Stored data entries

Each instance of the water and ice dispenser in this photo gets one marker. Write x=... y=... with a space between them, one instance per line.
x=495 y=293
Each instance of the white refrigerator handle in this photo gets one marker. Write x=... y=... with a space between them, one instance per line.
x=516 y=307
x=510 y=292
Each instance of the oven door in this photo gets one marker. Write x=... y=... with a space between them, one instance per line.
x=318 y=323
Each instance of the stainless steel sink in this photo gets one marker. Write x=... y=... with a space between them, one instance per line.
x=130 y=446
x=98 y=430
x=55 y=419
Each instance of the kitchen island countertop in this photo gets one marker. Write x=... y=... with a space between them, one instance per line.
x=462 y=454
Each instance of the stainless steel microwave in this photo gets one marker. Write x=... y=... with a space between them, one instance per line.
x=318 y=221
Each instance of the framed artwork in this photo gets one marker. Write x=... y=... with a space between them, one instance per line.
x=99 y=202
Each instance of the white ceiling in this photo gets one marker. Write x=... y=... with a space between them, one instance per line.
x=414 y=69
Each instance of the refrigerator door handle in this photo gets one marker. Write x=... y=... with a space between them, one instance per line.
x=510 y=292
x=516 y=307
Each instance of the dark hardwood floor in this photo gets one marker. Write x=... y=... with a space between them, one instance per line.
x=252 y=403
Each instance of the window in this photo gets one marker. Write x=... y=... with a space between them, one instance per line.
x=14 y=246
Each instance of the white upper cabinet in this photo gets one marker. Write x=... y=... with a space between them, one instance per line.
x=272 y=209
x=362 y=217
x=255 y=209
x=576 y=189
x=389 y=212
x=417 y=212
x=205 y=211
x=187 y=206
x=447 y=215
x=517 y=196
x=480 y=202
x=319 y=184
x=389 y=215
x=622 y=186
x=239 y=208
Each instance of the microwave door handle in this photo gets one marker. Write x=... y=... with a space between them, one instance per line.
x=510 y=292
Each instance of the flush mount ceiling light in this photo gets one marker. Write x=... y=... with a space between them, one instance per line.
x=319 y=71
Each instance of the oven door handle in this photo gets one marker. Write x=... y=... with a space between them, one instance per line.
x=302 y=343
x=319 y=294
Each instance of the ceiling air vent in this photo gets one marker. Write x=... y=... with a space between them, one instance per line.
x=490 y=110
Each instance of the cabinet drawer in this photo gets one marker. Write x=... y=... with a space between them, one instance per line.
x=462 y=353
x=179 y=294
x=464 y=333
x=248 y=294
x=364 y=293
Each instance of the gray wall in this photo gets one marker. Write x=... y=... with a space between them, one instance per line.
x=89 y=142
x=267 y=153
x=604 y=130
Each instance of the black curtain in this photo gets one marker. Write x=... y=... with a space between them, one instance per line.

**PROBLEM DESCRIPTION**. Exactly the lines from the one with "Each instance of the gray" through the end of the entries, both included, should be written out, and no others.

**ANSWER TO THIS EXERCISE**.
Each instance of the gray wall in this photo gets one marker. Write x=... y=... with a space between them, one instance per line.
x=89 y=142
x=267 y=153
x=604 y=130
Each instance of the black curtain in this photo gets one marker. Write x=... y=... with a space between them, one instance per line.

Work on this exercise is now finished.